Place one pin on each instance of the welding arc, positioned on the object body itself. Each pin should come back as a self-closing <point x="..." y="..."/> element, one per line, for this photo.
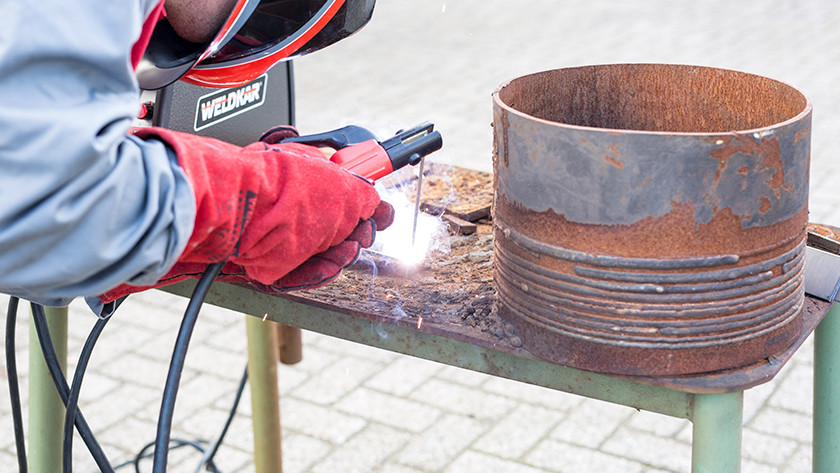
<point x="417" y="201"/>
<point x="176" y="366"/>
<point x="14" y="388"/>
<point x="54" y="367"/>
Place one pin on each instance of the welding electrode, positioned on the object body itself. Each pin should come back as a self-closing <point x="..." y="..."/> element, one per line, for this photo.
<point x="358" y="150"/>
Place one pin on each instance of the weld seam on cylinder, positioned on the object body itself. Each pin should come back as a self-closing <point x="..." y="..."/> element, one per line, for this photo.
<point x="679" y="343"/>
<point x="770" y="308"/>
<point x="789" y="257"/>
<point x="643" y="335"/>
<point x="566" y="254"/>
<point x="651" y="308"/>
<point x="653" y="312"/>
<point x="640" y="293"/>
<point x="623" y="339"/>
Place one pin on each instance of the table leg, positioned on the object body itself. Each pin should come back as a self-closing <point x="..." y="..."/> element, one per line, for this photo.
<point x="46" y="411"/>
<point x="718" y="425"/>
<point x="265" y="396"/>
<point x="826" y="434"/>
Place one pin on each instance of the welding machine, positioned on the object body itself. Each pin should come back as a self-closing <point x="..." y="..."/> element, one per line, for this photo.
<point x="237" y="115"/>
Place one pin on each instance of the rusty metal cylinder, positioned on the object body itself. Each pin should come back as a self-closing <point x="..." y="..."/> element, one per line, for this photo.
<point x="650" y="219"/>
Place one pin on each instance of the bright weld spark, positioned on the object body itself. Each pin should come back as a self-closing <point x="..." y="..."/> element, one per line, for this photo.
<point x="395" y="241"/>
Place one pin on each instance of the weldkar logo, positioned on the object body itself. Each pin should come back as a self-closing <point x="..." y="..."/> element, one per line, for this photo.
<point x="219" y="106"/>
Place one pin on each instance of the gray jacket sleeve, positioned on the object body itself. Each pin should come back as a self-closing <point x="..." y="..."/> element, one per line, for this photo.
<point x="83" y="205"/>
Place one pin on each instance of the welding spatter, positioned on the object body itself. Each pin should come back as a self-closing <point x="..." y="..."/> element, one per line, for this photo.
<point x="360" y="152"/>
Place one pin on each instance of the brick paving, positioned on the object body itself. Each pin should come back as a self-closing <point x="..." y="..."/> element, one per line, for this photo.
<point x="351" y="408"/>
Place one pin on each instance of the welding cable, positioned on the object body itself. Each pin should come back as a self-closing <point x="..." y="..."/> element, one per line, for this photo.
<point x="14" y="387"/>
<point x="176" y="366"/>
<point x="72" y="404"/>
<point x="39" y="319"/>
<point x="207" y="461"/>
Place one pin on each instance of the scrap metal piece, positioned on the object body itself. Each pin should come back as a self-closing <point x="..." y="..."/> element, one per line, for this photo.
<point x="650" y="219"/>
<point x="822" y="271"/>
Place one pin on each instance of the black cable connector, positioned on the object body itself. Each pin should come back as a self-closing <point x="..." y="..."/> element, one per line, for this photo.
<point x="176" y="366"/>
<point x="39" y="318"/>
<point x="14" y="387"/>
<point x="72" y="405"/>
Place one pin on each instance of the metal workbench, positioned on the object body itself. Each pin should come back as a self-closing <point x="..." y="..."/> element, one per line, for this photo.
<point x="712" y="402"/>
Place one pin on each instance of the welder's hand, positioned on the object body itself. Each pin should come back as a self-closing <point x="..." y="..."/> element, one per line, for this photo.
<point x="272" y="211"/>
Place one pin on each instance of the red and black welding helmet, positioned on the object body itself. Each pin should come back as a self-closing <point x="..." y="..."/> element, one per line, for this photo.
<point x="256" y="35"/>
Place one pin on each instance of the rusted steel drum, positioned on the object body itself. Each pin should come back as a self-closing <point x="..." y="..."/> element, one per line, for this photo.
<point x="651" y="219"/>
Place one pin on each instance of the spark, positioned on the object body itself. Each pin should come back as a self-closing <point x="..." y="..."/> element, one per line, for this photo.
<point x="431" y="234"/>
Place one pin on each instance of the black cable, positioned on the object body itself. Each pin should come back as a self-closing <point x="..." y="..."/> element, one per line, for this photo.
<point x="40" y="320"/>
<point x="178" y="443"/>
<point x="208" y="457"/>
<point x="14" y="387"/>
<point x="72" y="403"/>
<point x="176" y="366"/>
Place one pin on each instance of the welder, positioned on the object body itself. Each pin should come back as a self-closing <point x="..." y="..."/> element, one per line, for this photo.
<point x="93" y="207"/>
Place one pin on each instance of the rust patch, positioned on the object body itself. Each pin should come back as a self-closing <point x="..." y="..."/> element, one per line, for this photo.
<point x="765" y="148"/>
<point x="614" y="162"/>
<point x="765" y="204"/>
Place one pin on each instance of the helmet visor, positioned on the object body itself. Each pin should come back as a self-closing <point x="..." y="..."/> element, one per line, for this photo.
<point x="288" y="28"/>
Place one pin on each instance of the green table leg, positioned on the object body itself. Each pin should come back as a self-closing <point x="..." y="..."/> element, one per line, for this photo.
<point x="265" y="396"/>
<point x="46" y="411"/>
<point x="827" y="394"/>
<point x="718" y="424"/>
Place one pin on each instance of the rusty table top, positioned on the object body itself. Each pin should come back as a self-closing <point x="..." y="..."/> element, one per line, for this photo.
<point x="452" y="298"/>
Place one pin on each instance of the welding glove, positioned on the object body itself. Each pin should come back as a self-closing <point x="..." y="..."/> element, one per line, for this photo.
<point x="282" y="215"/>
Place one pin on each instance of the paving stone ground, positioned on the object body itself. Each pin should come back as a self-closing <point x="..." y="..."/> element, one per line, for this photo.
<point x="351" y="408"/>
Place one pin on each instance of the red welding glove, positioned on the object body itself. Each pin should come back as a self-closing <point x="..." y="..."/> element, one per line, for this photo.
<point x="282" y="216"/>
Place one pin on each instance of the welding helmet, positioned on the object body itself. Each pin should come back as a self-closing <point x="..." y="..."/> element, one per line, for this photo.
<point x="256" y="35"/>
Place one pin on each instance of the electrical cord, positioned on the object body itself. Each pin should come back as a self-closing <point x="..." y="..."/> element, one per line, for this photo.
<point x="208" y="457"/>
<point x="70" y="395"/>
<point x="176" y="366"/>
<point x="39" y="319"/>
<point x="207" y="460"/>
<point x="72" y="404"/>
<point x="14" y="387"/>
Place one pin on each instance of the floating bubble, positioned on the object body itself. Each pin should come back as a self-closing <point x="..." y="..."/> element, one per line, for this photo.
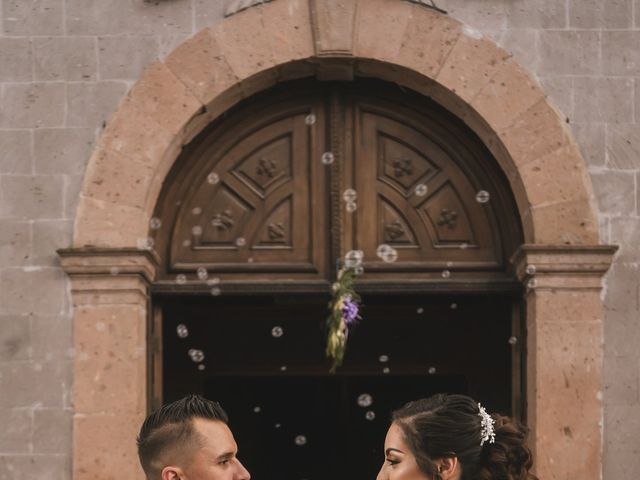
<point x="145" y="243"/>
<point x="421" y="190"/>
<point x="196" y="355"/>
<point x="327" y="158"/>
<point x="182" y="331"/>
<point x="365" y="400"/>
<point x="350" y="195"/>
<point x="202" y="273"/>
<point x="155" y="223"/>
<point x="482" y="196"/>
<point x="213" y="178"/>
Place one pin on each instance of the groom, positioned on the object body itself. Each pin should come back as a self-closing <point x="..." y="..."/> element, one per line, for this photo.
<point x="189" y="440"/>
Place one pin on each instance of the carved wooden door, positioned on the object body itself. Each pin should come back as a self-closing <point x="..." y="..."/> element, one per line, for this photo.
<point x="278" y="190"/>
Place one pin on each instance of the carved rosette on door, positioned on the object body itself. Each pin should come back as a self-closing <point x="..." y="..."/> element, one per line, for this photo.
<point x="253" y="199"/>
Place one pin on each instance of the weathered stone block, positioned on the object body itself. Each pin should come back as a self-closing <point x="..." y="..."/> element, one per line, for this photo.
<point x="539" y="14"/>
<point x="16" y="155"/>
<point x="15" y="239"/>
<point x="15" y="338"/>
<point x="31" y="197"/>
<point x="126" y="57"/>
<point x="622" y="230"/>
<point x="15" y="60"/>
<point x="32" y="105"/>
<point x="569" y="52"/>
<point x="615" y="192"/>
<point x="597" y="14"/>
<point x="67" y="58"/>
<point x="16" y="430"/>
<point x="49" y="236"/>
<point x="91" y="104"/>
<point x="38" y="17"/>
<point x="603" y="99"/>
<point x="52" y="430"/>
<point x="62" y="150"/>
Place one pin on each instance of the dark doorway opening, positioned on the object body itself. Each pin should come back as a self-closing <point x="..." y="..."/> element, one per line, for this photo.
<point x="294" y="420"/>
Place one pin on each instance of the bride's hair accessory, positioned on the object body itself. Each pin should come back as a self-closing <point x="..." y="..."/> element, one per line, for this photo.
<point x="487" y="432"/>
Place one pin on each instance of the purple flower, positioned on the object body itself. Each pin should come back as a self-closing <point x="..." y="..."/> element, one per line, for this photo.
<point x="349" y="310"/>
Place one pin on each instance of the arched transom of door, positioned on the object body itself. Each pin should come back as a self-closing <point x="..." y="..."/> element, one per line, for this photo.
<point x="285" y="185"/>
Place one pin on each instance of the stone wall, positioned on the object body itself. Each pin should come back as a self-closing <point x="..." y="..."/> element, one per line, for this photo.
<point x="65" y="64"/>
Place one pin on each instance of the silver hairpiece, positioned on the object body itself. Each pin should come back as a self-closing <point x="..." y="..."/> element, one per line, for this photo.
<point x="487" y="432"/>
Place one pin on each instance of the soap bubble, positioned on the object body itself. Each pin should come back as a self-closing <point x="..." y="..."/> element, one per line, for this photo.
<point x="365" y="400"/>
<point x="182" y="331"/>
<point x="482" y="196"/>
<point x="327" y="158"/>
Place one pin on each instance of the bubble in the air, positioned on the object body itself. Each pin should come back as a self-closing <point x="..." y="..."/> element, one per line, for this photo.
<point x="155" y="223"/>
<point x="182" y="331"/>
<point x="145" y="243"/>
<point x="213" y="178"/>
<point x="202" y="273"/>
<point x="350" y="195"/>
<point x="365" y="400"/>
<point x="196" y="355"/>
<point x="421" y="190"/>
<point x="482" y="196"/>
<point x="327" y="158"/>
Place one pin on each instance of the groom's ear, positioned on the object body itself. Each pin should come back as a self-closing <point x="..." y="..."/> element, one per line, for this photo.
<point x="448" y="467"/>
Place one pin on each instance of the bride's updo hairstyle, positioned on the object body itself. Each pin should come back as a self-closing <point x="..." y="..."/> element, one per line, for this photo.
<point x="488" y="447"/>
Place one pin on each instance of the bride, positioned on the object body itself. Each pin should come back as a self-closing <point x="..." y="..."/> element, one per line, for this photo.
<point x="451" y="437"/>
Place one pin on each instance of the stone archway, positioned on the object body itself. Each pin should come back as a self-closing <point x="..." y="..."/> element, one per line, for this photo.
<point x="414" y="47"/>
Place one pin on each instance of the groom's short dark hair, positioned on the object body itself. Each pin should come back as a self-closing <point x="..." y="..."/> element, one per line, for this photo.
<point x="171" y="427"/>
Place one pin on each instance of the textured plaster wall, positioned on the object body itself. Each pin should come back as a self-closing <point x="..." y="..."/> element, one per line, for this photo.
<point x="65" y="64"/>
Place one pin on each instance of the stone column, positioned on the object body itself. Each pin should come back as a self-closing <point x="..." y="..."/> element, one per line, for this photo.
<point x="564" y="356"/>
<point x="110" y="290"/>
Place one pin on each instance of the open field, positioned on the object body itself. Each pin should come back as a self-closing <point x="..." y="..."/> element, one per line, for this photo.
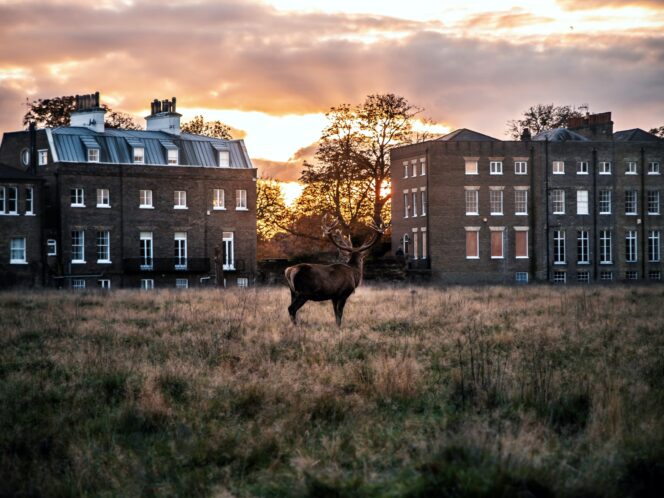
<point x="528" y="391"/>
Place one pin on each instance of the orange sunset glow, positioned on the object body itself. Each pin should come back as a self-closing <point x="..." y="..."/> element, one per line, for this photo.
<point x="271" y="69"/>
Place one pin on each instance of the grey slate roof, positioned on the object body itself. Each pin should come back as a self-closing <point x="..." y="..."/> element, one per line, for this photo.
<point x="116" y="147"/>
<point x="635" y="135"/>
<point x="464" y="134"/>
<point x="560" y="135"/>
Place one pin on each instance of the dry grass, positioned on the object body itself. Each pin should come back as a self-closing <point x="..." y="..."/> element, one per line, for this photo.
<point x="528" y="391"/>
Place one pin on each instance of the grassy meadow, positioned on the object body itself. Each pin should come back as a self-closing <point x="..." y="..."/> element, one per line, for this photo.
<point x="461" y="392"/>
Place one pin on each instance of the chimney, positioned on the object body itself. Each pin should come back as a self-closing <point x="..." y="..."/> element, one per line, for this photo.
<point x="88" y="113"/>
<point x="598" y="127"/>
<point x="163" y="117"/>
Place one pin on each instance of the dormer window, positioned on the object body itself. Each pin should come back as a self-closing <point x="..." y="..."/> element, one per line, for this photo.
<point x="224" y="159"/>
<point x="173" y="157"/>
<point x="139" y="155"/>
<point x="93" y="155"/>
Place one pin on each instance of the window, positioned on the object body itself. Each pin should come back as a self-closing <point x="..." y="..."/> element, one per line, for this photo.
<point x="521" y="242"/>
<point x="605" y="249"/>
<point x="497" y="243"/>
<point x="630" y="202"/>
<point x="582" y="251"/>
<point x="653" y="246"/>
<point x="12" y="200"/>
<point x="93" y="155"/>
<point x="521" y="277"/>
<point x="581" y="202"/>
<point x="218" y="199"/>
<point x="77" y="197"/>
<point x="558" y="198"/>
<point x="471" y="167"/>
<point x="653" y="202"/>
<point x="78" y="246"/>
<point x="147" y="283"/>
<point x="51" y="247"/>
<point x="240" y="199"/>
<point x="29" y="201"/>
<point x="180" y="199"/>
<point x="559" y="247"/>
<point x="146" y="250"/>
<point x="496" y="167"/>
<point x="559" y="277"/>
<point x="630" y="168"/>
<point x="604" y="202"/>
<point x="630" y="246"/>
<point x="180" y="250"/>
<point x="43" y="157"/>
<point x="229" y="254"/>
<point x="472" y="203"/>
<point x="520" y="168"/>
<point x="583" y="276"/>
<point x="496" y="202"/>
<point x="145" y="199"/>
<point x="103" y="246"/>
<point x="582" y="168"/>
<point x="472" y="243"/>
<point x="17" y="251"/>
<point x="224" y="159"/>
<point x="139" y="155"/>
<point x="520" y="201"/>
<point x="103" y="198"/>
<point x="558" y="167"/>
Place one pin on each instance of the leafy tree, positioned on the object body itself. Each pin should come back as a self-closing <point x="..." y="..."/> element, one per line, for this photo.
<point x="658" y="131"/>
<point x="350" y="175"/>
<point x="539" y="118"/>
<point x="55" y="112"/>
<point x="215" y="129"/>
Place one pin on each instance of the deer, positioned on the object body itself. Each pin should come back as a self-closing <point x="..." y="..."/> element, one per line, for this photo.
<point x="336" y="282"/>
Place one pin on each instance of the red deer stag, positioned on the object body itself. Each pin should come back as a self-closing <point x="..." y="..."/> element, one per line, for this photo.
<point x="318" y="282"/>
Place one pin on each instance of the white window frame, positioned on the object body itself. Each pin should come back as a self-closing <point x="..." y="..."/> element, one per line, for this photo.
<point x="103" y="201"/>
<point x="76" y="199"/>
<point x="180" y="199"/>
<point x="218" y="199"/>
<point x="558" y="167"/>
<point x="18" y="251"/>
<point x="145" y="199"/>
<point x="582" y="206"/>
<point x="103" y="246"/>
<point x="558" y="201"/>
<point x="81" y="244"/>
<point x="241" y="200"/>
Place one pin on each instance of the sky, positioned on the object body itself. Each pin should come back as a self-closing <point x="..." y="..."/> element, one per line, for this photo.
<point x="272" y="68"/>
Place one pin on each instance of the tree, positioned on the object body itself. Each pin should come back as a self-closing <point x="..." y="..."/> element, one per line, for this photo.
<point x="54" y="112"/>
<point x="658" y="131"/>
<point x="351" y="171"/>
<point x="539" y="118"/>
<point x="215" y="129"/>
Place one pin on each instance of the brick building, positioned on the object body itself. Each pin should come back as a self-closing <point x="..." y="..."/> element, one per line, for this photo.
<point x="83" y="206"/>
<point x="580" y="204"/>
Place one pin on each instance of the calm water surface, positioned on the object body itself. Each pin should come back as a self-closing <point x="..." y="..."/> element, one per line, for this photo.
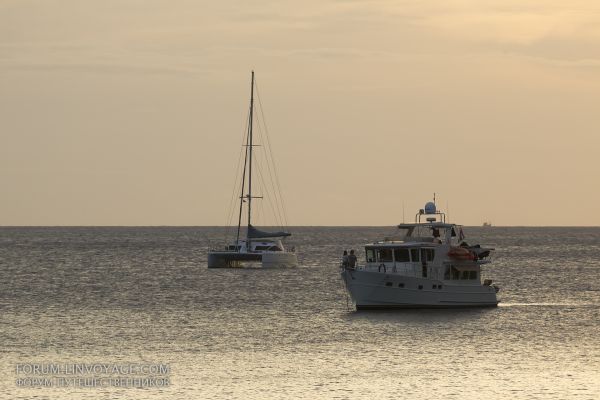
<point x="85" y="295"/>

----

> _Task instructions_: Repeat nothing but the lines from the one containing "Place one pin on each instance of the brick building, positioned" through the end of the entries, exactly, and skip the pictures.

> _Expected answer_:
Place one pin on each instance of the brick building, positioned on the object body itself. Each pin should come back as a self-closing <point x="..." y="..."/> element, one per line, for this photo.
<point x="83" y="206"/>
<point x="580" y="204"/>
Place one pin on each instance of the calm water surface, positioned on the object body itself. Each pin should come back as a self-closing <point x="..." y="..."/> element, one per line, for this photo.
<point x="85" y="295"/>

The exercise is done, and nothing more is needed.